AIM OF THE EXERCISE: Format the items below as a numbered list, one line per number, with blank lines omitted.

DATA TO PROCESS:
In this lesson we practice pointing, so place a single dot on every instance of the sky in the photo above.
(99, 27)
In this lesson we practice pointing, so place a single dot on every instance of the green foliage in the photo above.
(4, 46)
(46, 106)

RESULT OF THIS EXERCISE:
1. In this lesson we practice pointing, so place a single dot on every instance of the sky in the photo above.
2. (99, 27)
3. In this lesson we practice pointing, so place a single dot on every instance of the green foliage in the photo above.
4. (4, 46)
5. (46, 106)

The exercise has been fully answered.